Goal of the exercise
Each entry must be output once more without any change.

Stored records
*** Block opens ***
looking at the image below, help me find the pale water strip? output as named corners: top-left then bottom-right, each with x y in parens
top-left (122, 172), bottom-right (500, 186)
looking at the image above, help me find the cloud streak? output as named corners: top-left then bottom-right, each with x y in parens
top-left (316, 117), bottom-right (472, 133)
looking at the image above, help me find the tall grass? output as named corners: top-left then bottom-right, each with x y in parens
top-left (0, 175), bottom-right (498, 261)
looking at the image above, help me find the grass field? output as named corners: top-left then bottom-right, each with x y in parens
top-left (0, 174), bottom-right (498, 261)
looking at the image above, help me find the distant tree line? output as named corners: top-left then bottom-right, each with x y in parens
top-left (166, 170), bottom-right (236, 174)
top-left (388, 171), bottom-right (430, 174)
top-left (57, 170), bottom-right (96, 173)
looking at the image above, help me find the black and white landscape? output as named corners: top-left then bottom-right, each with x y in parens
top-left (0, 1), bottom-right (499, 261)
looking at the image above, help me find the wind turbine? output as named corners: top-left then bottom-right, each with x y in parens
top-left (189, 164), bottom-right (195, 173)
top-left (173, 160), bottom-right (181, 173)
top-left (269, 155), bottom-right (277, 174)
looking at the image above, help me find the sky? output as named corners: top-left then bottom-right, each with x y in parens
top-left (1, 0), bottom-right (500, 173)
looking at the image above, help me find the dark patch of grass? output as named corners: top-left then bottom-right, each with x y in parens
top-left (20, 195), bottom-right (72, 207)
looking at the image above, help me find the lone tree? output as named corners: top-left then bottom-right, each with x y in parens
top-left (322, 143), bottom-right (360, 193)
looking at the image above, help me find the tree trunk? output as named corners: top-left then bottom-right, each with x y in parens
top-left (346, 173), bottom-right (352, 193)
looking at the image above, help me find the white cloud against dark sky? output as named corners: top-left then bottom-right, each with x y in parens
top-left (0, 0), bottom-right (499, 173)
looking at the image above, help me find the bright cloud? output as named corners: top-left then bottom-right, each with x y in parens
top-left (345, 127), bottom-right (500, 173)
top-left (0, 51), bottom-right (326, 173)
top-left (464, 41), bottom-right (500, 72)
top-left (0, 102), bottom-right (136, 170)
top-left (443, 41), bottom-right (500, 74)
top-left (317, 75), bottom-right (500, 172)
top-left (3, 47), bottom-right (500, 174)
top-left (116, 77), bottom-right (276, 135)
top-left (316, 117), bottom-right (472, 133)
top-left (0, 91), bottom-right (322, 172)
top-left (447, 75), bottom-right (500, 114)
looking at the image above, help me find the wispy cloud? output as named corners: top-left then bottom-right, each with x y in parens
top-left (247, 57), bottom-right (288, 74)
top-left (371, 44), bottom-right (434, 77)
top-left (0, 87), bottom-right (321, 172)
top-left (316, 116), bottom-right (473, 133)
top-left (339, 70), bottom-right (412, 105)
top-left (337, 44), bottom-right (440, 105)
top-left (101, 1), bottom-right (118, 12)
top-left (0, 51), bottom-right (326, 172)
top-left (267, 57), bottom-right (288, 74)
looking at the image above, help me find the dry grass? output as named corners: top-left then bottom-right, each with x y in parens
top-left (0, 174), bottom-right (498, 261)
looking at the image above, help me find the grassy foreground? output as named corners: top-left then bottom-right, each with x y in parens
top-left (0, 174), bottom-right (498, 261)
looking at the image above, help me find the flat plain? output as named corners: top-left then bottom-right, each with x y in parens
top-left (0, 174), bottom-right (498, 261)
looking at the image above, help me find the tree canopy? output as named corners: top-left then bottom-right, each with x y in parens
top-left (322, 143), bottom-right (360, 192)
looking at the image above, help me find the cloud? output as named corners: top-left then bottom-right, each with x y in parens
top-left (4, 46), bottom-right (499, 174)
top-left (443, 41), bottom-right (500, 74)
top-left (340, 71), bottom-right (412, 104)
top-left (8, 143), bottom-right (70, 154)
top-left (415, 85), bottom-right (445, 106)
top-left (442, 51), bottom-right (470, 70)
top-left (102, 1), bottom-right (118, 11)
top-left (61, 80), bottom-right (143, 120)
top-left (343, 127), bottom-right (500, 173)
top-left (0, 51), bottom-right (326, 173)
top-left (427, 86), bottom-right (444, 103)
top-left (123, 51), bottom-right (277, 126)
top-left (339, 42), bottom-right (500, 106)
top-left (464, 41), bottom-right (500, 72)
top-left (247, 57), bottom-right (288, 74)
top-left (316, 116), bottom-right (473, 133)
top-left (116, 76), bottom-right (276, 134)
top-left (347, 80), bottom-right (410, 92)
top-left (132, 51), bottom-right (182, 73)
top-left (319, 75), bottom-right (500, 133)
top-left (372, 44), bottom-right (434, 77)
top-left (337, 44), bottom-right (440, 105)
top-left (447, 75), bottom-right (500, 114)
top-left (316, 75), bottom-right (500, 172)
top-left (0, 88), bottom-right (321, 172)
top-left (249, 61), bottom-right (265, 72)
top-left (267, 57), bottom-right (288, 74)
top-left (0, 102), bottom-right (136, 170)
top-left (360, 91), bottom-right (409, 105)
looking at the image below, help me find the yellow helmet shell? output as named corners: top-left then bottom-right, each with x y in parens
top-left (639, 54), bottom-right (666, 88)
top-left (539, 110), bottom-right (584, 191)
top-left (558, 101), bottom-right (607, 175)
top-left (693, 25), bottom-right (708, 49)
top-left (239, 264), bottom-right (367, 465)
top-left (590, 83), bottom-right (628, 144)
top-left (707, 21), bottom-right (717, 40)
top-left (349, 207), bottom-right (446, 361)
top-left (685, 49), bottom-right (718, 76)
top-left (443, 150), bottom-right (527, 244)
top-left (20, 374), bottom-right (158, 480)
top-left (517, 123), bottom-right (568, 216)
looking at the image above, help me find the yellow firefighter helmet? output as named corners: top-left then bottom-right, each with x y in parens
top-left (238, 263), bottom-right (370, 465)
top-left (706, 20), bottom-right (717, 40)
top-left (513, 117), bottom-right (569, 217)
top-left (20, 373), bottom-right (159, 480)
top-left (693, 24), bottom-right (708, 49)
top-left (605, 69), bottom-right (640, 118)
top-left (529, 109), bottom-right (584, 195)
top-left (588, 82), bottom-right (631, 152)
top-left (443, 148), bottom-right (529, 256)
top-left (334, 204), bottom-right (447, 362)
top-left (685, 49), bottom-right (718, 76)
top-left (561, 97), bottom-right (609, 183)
*** Block closes ***
Result of this exercise
looking at the image below, help me find the pale water strip? output as named corners: top-left then bottom-right, each with x y in parens
top-left (122, 172), bottom-right (500, 186)
looking at the image above, help me find the cloud streak? output as named corners: top-left then bottom-right, each with x y in parens
top-left (316, 117), bottom-right (472, 133)
looking at the image above, help me find the tall grass? output as named corners: top-left then bottom-right, each with x y in parens
top-left (0, 175), bottom-right (498, 261)
looking at the image above, help me find the grass field? output as named corners: top-left then bottom-right, each with x y in parens
top-left (0, 174), bottom-right (498, 261)
looking at the image above, help me find the distant tree line? output as named corners: top-left then bottom-right, each with x y in parens
top-left (166, 170), bottom-right (236, 174)
top-left (388, 171), bottom-right (430, 174)
top-left (57, 170), bottom-right (96, 173)
looking at the image above, help me find the black and white landscape? output as named corners: top-left then bottom-right, each with x y in parens
top-left (0, 1), bottom-right (499, 261)
looking at the image above, help me find the wind turbine? output as named corners: top-left then bottom-right, each with x y in parens
top-left (189, 164), bottom-right (195, 173)
top-left (173, 160), bottom-right (181, 173)
top-left (269, 155), bottom-right (277, 174)
looking at the image above, help me find the sky? output as named corners: top-left then bottom-right, each with x y in parens
top-left (1, 0), bottom-right (500, 173)
looking at the image above, help me find the dark patch of grass? output as named corners: top-left then bottom-right, each with x y in parens
top-left (20, 195), bottom-right (72, 207)
looking at the image above, help me find the lone tree? output as named corners: top-left then bottom-right, each with x y in parens
top-left (322, 143), bottom-right (360, 193)
looking at the image above, help me find the tree trunk? output as named corners: top-left then bottom-right, each with x y in parens
top-left (346, 173), bottom-right (352, 193)
looking at the image above, help me find the white cloud against dark sky? output as named corners: top-left then bottom-right, each with x y in parens
top-left (0, 0), bottom-right (499, 173)
looking at the image above, help me find the bright cloud? output as named corners: top-left then bottom-right, each with x y in parens
top-left (345, 127), bottom-right (500, 173)
top-left (0, 51), bottom-right (326, 173)
top-left (464, 41), bottom-right (500, 72)
top-left (0, 102), bottom-right (136, 170)
top-left (443, 41), bottom-right (500, 74)
top-left (317, 75), bottom-right (500, 172)
top-left (3, 47), bottom-right (500, 174)
top-left (116, 77), bottom-right (276, 135)
top-left (316, 117), bottom-right (472, 133)
top-left (0, 91), bottom-right (322, 172)
top-left (447, 75), bottom-right (500, 114)
looking at the image above, help me find the wispy cloud? output as named corners: top-left then bottom-right, each with x y in parens
top-left (247, 57), bottom-right (288, 74)
top-left (371, 44), bottom-right (434, 77)
top-left (0, 87), bottom-right (321, 172)
top-left (316, 116), bottom-right (473, 133)
top-left (339, 70), bottom-right (412, 105)
top-left (337, 44), bottom-right (440, 105)
top-left (101, 1), bottom-right (118, 12)
top-left (0, 51), bottom-right (326, 172)
top-left (267, 57), bottom-right (288, 74)
looking at the image above, help me find the dry grass? output as named corners: top-left then bottom-right, each with x y in parens
top-left (0, 174), bottom-right (498, 261)
looking at the image above, help me find the grassy foreground? output as named corners: top-left then bottom-right, each with x y in parens
top-left (0, 174), bottom-right (498, 261)
looking at the image above, help me find the flat plain? output as named corners: top-left then bottom-right, each with x y in parens
top-left (0, 174), bottom-right (498, 261)
looking at the image above, help me find the tree canopy? output as named corners: top-left then bottom-right, each with x y in parens
top-left (322, 143), bottom-right (360, 192)
looking at the image above, help me find the cloud? output as named corners: top-left then bottom-right, each with x y in parens
top-left (4, 46), bottom-right (499, 174)
top-left (443, 41), bottom-right (500, 74)
top-left (340, 71), bottom-right (412, 104)
top-left (8, 143), bottom-right (70, 154)
top-left (415, 85), bottom-right (445, 106)
top-left (442, 51), bottom-right (470, 70)
top-left (102, 1), bottom-right (118, 11)
top-left (61, 80), bottom-right (143, 120)
top-left (343, 127), bottom-right (500, 173)
top-left (0, 51), bottom-right (326, 173)
top-left (427, 86), bottom-right (444, 103)
top-left (123, 51), bottom-right (277, 126)
top-left (339, 42), bottom-right (500, 106)
top-left (464, 41), bottom-right (500, 72)
top-left (247, 57), bottom-right (288, 74)
top-left (316, 116), bottom-right (473, 133)
top-left (116, 76), bottom-right (276, 134)
top-left (347, 80), bottom-right (410, 92)
top-left (132, 51), bottom-right (182, 73)
top-left (319, 75), bottom-right (500, 133)
top-left (372, 44), bottom-right (434, 77)
top-left (337, 44), bottom-right (440, 105)
top-left (447, 75), bottom-right (500, 114)
top-left (316, 75), bottom-right (500, 172)
top-left (0, 88), bottom-right (321, 172)
top-left (249, 61), bottom-right (265, 72)
top-left (267, 57), bottom-right (288, 74)
top-left (0, 102), bottom-right (136, 170)
top-left (360, 91), bottom-right (409, 105)
looking at the image below, help me find the yellow helmet shell? output as named corners: top-left then bottom-right, each with x y in parens
top-left (639, 54), bottom-right (666, 88)
top-left (539, 110), bottom-right (584, 191)
top-left (558, 101), bottom-right (607, 175)
top-left (693, 25), bottom-right (708, 49)
top-left (239, 264), bottom-right (367, 465)
top-left (590, 83), bottom-right (628, 144)
top-left (707, 21), bottom-right (717, 40)
top-left (349, 207), bottom-right (446, 361)
top-left (685, 49), bottom-right (718, 76)
top-left (443, 150), bottom-right (527, 244)
top-left (20, 374), bottom-right (158, 480)
top-left (517, 123), bottom-right (568, 216)
looking at the image above, help me find the yellow firefighter helmet? output as named corners: top-left then bottom-right, each with x y in parens
top-left (238, 263), bottom-right (370, 465)
top-left (706, 20), bottom-right (717, 40)
top-left (513, 117), bottom-right (569, 217)
top-left (20, 373), bottom-right (159, 480)
top-left (693, 24), bottom-right (708, 49)
top-left (605, 69), bottom-right (640, 118)
top-left (529, 109), bottom-right (584, 195)
top-left (588, 82), bottom-right (631, 152)
top-left (443, 148), bottom-right (529, 256)
top-left (334, 204), bottom-right (447, 362)
top-left (685, 49), bottom-right (718, 76)
top-left (561, 97), bottom-right (609, 183)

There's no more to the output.